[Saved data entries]
+---+

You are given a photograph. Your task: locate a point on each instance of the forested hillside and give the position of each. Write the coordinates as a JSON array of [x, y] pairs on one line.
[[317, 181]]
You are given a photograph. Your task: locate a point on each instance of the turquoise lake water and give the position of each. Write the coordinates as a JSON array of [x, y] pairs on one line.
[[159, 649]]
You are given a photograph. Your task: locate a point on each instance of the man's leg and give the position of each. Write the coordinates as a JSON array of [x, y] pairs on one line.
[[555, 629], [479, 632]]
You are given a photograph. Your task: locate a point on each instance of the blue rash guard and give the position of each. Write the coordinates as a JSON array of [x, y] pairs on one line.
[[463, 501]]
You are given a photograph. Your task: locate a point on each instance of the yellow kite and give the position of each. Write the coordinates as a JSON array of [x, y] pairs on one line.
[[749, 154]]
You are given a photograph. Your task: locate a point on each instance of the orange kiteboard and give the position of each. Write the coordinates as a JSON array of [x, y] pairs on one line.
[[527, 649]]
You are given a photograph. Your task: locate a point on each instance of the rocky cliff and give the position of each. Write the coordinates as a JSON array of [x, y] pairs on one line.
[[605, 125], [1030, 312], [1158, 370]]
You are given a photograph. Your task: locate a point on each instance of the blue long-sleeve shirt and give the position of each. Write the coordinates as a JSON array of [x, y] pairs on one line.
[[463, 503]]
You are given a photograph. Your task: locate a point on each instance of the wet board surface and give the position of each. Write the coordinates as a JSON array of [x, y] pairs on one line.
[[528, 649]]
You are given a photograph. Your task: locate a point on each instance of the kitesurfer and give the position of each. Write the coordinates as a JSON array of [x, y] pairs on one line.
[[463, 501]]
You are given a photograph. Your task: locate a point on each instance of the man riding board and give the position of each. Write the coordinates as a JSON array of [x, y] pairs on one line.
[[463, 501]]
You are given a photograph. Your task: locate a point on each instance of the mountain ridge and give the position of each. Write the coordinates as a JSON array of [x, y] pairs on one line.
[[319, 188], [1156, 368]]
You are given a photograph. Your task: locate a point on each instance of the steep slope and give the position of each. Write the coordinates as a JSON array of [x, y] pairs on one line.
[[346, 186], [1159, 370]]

+---+

Your reply should contain every entry, repeated exactly.

## Exercise answer
You are given a photograph. Your task: locate a point on each instance of the forested hillside and give the position of each. Write the coordinates as a JSON array of [x, y] pairs on one line.
[[317, 181]]
You are given a photograph. Your task: locate a point on each instance of the turquoise lake water and give the position of each. Write the coordinates as a JSON array of [x, y] pairs on one line.
[[159, 649]]
You are given a photograph. Your task: locate a point on each instance of the man's leg and give the position of each. Write the coordinates as a JSON array of [x, y] pairs on one line.
[[555, 629], [479, 632]]
You are given a photograph. Your task: locate a point on each instance of the blue rash guard and give the position of each. Write the coordinates as a JSON array of [x, y] pairs on one line.
[[463, 501]]
You are given a photograph. Your task: locate a point on each instance of the yellow kite and give the position of each. Write the coordinates as a JSON array of [x, y] pairs on one line.
[[749, 154]]
You are given a photograph. Your task: locate a point on each instance of the orange kiteboard and give the position of each. Write the coordinates as a JSON array of [x, y] pairs on one line.
[[527, 649]]
You are given a photograph. Your task: locate a point on each instance of the rocky cliff and give the position of each. Write the coordinates as a JSON array of [x, y] pairs on one line.
[[605, 125], [1030, 312], [1158, 370]]
You are given a photograph. Your task: locate a point on each instance of the blue long-sleeve shirt and give the position of each. Write the coordinates as a JSON array of [x, y] pairs on one line.
[[463, 503]]
You are given a photograph. Your task: locate a point on each instance of the wet board surface and give the position of each. Write the coordinates as a JSON array of [x, y] pairs on one line.
[[528, 649]]
You are given a photograph. Your task: locate a point on each instance of the kitesurfer and give the position of each. Write the coordinates as a JSON array of [x, y] pairs on one line.
[[463, 501]]
You are given a photograph. Your task: locate a point on each instance of the man riding board and give the position of each. Write the coordinates as a JSON array of [x, y] pairs on one line.
[[463, 501]]
You are given a photograph. Your task: locate a point on each instance of the mountain ridge and give the position of each. Write the coordinates as a JSON array of [x, y] pairs on one line.
[[319, 188], [1156, 368]]
You are given a photograph. Your task: locate a point on each instance of the steep slope and give the position of each. Write the coordinates as a JSON array of [x, y] pairs on one line.
[[346, 186], [1159, 370]]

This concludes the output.